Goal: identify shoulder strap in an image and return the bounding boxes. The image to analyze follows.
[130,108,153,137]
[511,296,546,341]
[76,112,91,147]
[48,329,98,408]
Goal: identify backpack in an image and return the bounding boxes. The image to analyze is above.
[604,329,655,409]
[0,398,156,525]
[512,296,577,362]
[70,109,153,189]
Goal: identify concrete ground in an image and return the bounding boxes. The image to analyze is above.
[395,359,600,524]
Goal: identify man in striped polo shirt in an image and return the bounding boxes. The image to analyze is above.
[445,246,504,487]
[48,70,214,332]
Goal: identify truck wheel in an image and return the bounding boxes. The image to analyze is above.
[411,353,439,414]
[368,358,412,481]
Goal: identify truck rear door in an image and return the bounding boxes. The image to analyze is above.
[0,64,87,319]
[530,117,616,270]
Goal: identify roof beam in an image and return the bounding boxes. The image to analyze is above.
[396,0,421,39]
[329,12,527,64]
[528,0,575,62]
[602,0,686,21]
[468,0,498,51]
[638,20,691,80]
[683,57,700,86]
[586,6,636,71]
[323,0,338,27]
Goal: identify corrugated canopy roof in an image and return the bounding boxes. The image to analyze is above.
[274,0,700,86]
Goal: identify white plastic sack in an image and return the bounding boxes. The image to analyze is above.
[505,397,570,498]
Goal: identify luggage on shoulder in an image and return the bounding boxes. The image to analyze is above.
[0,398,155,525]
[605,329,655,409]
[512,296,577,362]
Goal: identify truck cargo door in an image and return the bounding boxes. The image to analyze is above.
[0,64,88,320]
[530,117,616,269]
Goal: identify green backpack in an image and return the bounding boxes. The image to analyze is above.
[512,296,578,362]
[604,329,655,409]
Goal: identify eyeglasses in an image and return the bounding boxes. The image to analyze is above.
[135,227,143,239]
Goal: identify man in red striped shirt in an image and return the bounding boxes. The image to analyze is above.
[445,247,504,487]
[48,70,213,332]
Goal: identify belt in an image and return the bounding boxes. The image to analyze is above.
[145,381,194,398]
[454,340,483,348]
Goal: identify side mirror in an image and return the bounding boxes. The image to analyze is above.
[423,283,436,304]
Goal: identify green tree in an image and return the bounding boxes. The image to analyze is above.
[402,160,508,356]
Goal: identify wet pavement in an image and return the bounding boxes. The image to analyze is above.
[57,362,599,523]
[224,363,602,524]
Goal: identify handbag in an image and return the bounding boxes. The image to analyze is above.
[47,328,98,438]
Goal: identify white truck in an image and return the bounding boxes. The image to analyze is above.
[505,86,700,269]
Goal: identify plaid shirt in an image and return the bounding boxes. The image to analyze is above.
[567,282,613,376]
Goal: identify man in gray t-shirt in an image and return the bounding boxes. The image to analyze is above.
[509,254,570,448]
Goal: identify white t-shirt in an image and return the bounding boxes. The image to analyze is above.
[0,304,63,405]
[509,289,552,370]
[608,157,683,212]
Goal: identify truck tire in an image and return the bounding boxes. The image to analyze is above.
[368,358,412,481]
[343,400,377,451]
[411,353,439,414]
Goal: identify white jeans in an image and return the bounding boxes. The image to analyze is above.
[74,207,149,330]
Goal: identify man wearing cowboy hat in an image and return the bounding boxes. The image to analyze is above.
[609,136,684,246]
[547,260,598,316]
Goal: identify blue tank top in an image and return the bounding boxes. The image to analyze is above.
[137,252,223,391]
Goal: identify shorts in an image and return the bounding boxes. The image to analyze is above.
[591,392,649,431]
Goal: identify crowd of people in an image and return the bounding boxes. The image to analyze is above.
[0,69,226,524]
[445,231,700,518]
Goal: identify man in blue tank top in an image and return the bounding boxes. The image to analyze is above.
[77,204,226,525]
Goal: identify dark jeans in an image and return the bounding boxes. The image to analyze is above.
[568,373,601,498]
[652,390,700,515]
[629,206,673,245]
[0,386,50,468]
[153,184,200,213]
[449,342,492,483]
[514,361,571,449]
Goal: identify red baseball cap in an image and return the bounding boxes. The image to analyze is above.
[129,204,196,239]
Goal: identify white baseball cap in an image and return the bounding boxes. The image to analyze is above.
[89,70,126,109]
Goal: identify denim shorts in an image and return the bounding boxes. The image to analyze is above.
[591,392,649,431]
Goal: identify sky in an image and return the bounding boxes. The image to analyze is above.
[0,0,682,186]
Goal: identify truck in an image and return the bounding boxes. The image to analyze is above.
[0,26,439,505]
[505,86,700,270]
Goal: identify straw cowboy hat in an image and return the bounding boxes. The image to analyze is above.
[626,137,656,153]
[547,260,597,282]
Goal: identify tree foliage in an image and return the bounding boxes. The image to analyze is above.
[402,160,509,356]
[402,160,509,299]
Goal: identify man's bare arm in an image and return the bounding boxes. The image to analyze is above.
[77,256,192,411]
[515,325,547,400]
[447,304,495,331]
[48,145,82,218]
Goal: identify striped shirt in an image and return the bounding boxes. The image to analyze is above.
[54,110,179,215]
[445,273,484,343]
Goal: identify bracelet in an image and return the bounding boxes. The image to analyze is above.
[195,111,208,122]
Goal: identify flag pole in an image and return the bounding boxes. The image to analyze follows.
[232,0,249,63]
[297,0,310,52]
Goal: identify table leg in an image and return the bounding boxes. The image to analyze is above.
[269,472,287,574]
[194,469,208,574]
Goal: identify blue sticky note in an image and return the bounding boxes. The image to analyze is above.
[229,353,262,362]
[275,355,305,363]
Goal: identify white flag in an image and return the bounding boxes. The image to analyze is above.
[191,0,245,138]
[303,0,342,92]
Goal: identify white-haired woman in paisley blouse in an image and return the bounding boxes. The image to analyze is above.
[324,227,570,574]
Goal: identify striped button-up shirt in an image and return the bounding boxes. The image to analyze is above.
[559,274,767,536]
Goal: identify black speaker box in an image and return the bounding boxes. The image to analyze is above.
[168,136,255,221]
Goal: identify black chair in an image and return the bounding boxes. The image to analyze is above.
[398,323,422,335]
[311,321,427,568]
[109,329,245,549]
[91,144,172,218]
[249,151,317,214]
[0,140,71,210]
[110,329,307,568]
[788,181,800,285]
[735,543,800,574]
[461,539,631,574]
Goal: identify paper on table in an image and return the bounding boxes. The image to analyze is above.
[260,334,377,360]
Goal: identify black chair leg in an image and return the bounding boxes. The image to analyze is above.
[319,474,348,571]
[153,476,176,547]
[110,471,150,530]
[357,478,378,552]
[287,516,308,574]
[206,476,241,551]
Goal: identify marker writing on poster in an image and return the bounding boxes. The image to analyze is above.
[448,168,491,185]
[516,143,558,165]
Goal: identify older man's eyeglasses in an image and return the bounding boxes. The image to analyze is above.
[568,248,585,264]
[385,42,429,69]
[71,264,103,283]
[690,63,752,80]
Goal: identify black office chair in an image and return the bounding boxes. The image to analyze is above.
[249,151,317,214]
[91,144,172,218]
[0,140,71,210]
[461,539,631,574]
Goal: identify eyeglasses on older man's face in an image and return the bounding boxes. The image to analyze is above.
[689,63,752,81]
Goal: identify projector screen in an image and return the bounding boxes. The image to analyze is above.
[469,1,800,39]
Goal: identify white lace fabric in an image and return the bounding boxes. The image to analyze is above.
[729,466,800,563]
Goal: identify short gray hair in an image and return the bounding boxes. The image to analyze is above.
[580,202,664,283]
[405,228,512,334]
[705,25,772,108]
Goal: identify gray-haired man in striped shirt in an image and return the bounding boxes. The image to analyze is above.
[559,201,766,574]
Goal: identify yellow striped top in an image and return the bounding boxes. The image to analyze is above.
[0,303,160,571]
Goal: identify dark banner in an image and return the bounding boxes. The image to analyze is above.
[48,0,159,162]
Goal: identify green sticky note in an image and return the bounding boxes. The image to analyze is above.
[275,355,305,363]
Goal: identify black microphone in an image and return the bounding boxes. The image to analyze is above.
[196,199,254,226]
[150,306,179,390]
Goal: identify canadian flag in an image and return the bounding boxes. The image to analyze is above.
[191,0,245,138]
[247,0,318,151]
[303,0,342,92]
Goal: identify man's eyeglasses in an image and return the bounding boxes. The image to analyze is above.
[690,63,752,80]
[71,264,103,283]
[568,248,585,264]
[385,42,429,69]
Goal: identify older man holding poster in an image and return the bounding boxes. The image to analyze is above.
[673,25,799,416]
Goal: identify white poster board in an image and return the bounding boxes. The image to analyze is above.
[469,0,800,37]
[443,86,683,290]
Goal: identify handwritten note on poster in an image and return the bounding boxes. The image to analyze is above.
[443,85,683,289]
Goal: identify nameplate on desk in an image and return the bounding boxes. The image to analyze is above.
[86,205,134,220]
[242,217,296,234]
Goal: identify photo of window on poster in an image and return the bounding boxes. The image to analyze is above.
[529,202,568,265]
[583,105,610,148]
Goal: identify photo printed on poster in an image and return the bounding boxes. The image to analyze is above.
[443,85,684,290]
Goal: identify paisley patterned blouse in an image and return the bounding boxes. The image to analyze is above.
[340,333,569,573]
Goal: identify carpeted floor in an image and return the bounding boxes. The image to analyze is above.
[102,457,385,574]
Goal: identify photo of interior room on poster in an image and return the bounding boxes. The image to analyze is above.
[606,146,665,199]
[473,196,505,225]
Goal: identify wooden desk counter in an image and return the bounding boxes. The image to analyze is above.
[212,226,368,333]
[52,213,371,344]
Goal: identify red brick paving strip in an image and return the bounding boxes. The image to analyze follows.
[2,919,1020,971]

※ ※ ※

## Your assignment
What is needed is an exact copy of the line containing "Goal: identify paisley" and each line after it, through the final line of the entries above.

## Task result
Goal: identify paisley patterned blouse in an image and return the bounding boxes. The image to analyze is above.
[340,333,569,573]
Goal: identify carpeted floor in an image and return the bounding boxes. The image to analyze is above.
[102,457,385,574]
Goal: identify photo of interior room on poster in an image and return the bounding boxes. The image to analyze is above.
[606,146,665,199]
[473,196,505,225]
Goal: identify wooden desk counter in an image and return the bounding boxes. The image to analyze is above.
[212,226,368,333]
[52,213,371,344]
Goal: identify red brick paving strip in an image and return the bounding boxes. The image to analyze follows.
[2,919,1020,971]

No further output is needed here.